Text:

Articles - Investing for the low carbon revolution


The last couple of weeks have seen me return to the office for a few days a week. Seeing colleagues face to face, even just sitting in the office, was welcome change from working from home. The measures that Aviva have implemented to ensure the office is Covid secure are reassuring to everyone who’s elected to come back to the office, and after couple of weeks a new routine was starting to emerge. And then the rules changed.

 By Dale Critchley, Policy Manager, Aviva
 
 I have no burning need to go into the office, so under the new rules, I’m writing this from home.

 Working from home has been one of the biggest changes brought about by the Coronavirus crisis, one which has seen station platforms that would normally be teeming with activity, empty. Offices are eerily devoid of workers, and outlets in city centres closed for lack of footfall.

 A direct impact on pension scheme investments has come with the suspension of many property funds. As future demand for commercial property became less certain so the buildings that make up property funds, and the funds themselves, proved difficult to value accurately, triggering a suspension designed to protect savers. In the short term a potential extension of working from home will do little to bring certainty to this asset class or boost the value of companies reliant on commuters. In the medium term the FCA is consulting on whether those holding assets in some property funds will need to give 90 to 180 days’ notice of withdrawals. To allow fund managers to manage liquidity better.

 While the speed at which the UK’s white collar workforce adopted working from home couldn’t be predicted, perhaps the eventual position could. The enabler, as we have seen, has been the growth in technology which allows teams to work remotely, and the availability of fast domestic broadband. But in the absence of a pandemic, targets to control climate change may well have proved to be an agent of change.

Source data:
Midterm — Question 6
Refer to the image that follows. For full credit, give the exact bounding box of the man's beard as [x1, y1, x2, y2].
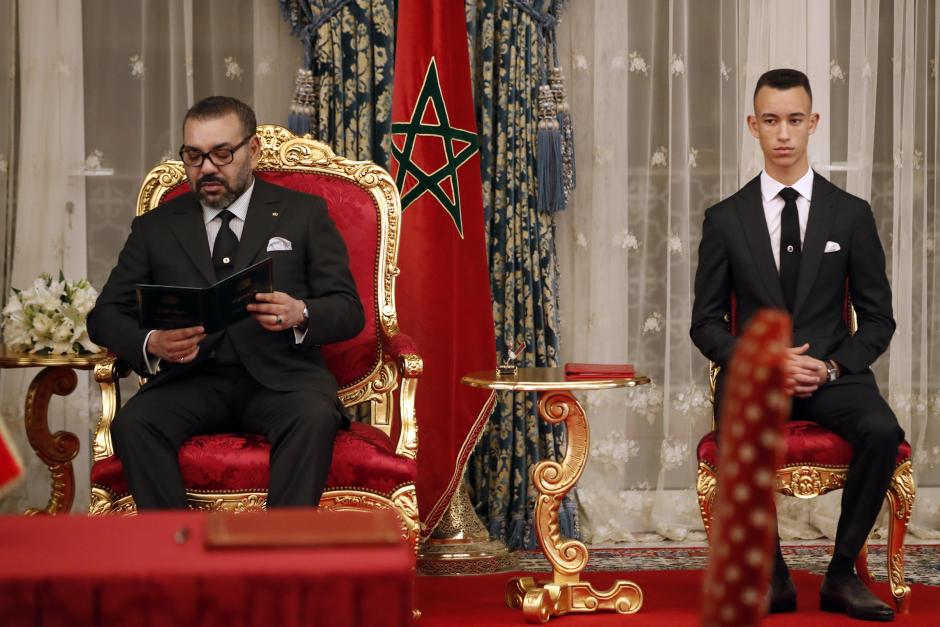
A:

Apply what you read:
1. The article on investing for the low carbon revolution describes the signs of the shift to working from home. List each of the signs it gives.
2. In one to three sentences, explain why many property funds were suspended, according to the article on investing for the low carbon revolution.
3. Extend the article on investing for the low carbon revolution, picking up after its final sentence.

Task results:
1.
- Station platforms that would normally be teeming with activity are empty.
- Offices are eerily devoid of workers.
- Outlets in city centres are closed for lack of footfall.

2. As future demand for commercial property became less certain, the buildings that make up property funds, and the funds themselves, proved difficult to value accurately. That difficulty triggered a suspension designed to protect savers.

3.
 The impact that schemes have on climate change is something that the Pensions Minister sees as a top priority. A clause within the Pension Schemes Bill requires schemes to take into account the risks and opportunities that will be presented as the world economy transitions from one based on carbon to one aligned with the Paris Agreement. The DWP are also consulting on a requirement that schemes report on the impact their investments have on the climate, in line with the Taskforce on Climate-related Financial Disclosures (TCFD) proposals.

 The scale of the task of transitioning to net zero is enormous and will require wholesale changes to the world economy. To put things in perspective, global lockdown saw this year’s energy-based emissions fall by between 4% and 7%. To achieve net zero there needs to be a 90% reduction from current levels.

 Governments are getting on board - European Commission President Ursula von der Leyen confirmed last week that the EU would back a proposed 55% reduction in emissions, compared to 1990 levels, by 2030, on the way to net zero by 2050. 30% of EU’s Covid 19 recovery budget is earmarked for climate measures. Joe Biden has promised to spend $2trn over four years on low carbon infrastucture and energy, should he win the US election.

 All of this will create opportunities, but there are also threats. Lockdown saw ExxonMobil fall out of the Dow Jones Industrial Average for the first time since 1928. The changes required to economies to achieve net zero will be seismic in comparison to lockdown. Companies will need to re-invent themselves for a new world economy if they want to succeed, and trustees need to be looking at how they align their scheme’s investments strategy to take advantage of a low-carbon revolution. Not to just meet a legislative imperative, but to protect the futures of their members.